# SOURCE TEXT:
--- start ---
DocEditor v6

66 tools. 32 voice commands. Zero servers. Every byte stays on your device.

DocEditor is a professional-grade PDF and document processing suite that runs entirely in the browser. No uploads, no accounts, no subscriptions, no data leaving your machine — ever. Built on Next.js 14, React 18, and TypeScript, it processes files using Web APIs, WebAssembly (pdf.js, pdf-lib), and the Web Crypto API.

What makes DocEditor different

Most online PDF tools are data pipelines. You upload your file to a server, a server processes it, a server stores it, and you hope it gets deleted. DocEditor inverts this entirely. Every operation — compression, encryption, OCR, PII scanning, redaction, signature, AES-256 encryption — runs in your browser tab. The file never moves.

This isn't a constraint. It's the design. It means:

Legal and HR documents can be processed without exposing them to a third party
PII scanning and redaction can run on sensitive data without compliance risk
Offline operation works once the page has loaded
No rate limits, no file size tiers, no monthly quotas behind a paywall

Getting started

# Clone or unzip the project
cd doceditor

# Install dependencies
npm install

# Run in development mode
npm run dev

# Build for production
npm run build && npm start

Requires Node.js 18+. No environment variables or external services needed.
--- end ---
(Items from a dataset)
--- start ---
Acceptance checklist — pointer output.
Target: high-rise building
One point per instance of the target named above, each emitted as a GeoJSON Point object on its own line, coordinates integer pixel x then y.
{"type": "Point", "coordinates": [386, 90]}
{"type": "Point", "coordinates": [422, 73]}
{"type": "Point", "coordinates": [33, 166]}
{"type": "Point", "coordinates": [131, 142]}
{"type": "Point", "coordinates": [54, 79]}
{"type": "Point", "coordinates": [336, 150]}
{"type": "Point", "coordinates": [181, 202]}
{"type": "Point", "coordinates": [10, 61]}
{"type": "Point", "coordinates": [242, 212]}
--- end ---
Write the next part of the DocEditor overview, starting right after its final line about Node.js 18+.

# ANSWER TO THIS EXERCISE:
All 66 tools

Core PDF operations

Tool	What it does
Merge	Combine multiple PDFs into one document
Split	Extract selected pages into a new PDF
Split by N	Divide PDF into equal chunks of N pages
Compress	Reduce file size by resampling images and optimising structure
Rotate	Rotate individual pages or all pages
Crop	Trim margins by specifying points to remove from each edge
Smart Auto-Crop	Pixel-level content detection — automatically removes blank margins
Rearrange	Drag-and-drop page reordering
Insert Page	Add a blank page or duplicate an existing one at any position
Flatten	Rasterise all annotations, form fields, and overlays into pixels
Grayscale	Strip all colour, reduce ink usage, shrink file size
Normalise Page Sizes	Detect mixed page dimensions; unify all pages to A4, US Letter, or A3

Conversion

Tool	What it does
PDF → Image	Export pages as PNG, JPEG, or WebP
PDF → Word	Convert to editable .docx (text layer preserved)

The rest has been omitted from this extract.